Position annotation records
──────────────────────────────

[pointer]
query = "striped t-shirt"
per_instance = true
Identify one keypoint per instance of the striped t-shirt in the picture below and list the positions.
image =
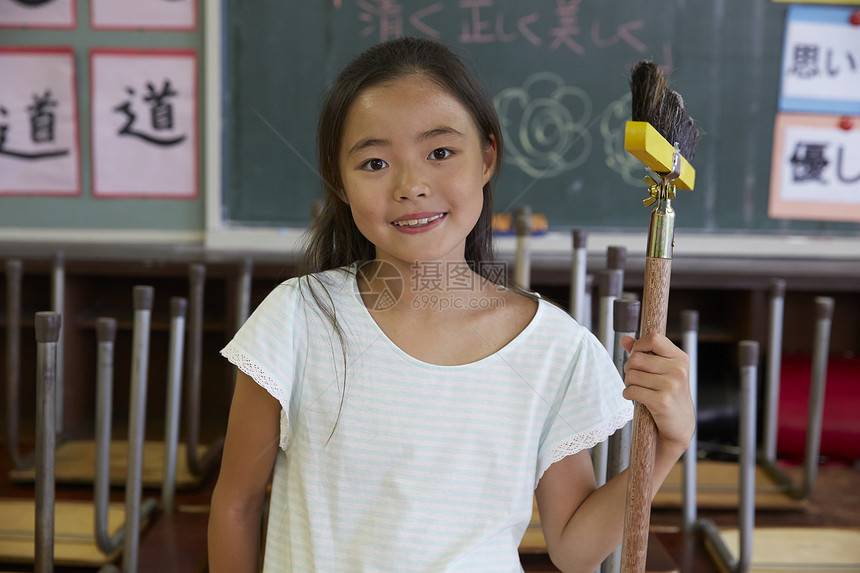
(409, 466)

──────────────────────────────

● Problem to work on:
Put each line of the listing above into a Markdown table with the columns Row and Line, numbering the rows and skipping any blank lines. Keep the pictures out of the table.

● Worked solution:
| Row | Line |
|---|---|
| 1 | [pointer] |
| 2 | query = "striped t-shirt" |
| 3 | per_instance = true |
| 4 | Identify one keypoint per instance of the striped t-shirt in the picture below and list the positions. |
| 5 | image = |
| 6 | (409, 466) |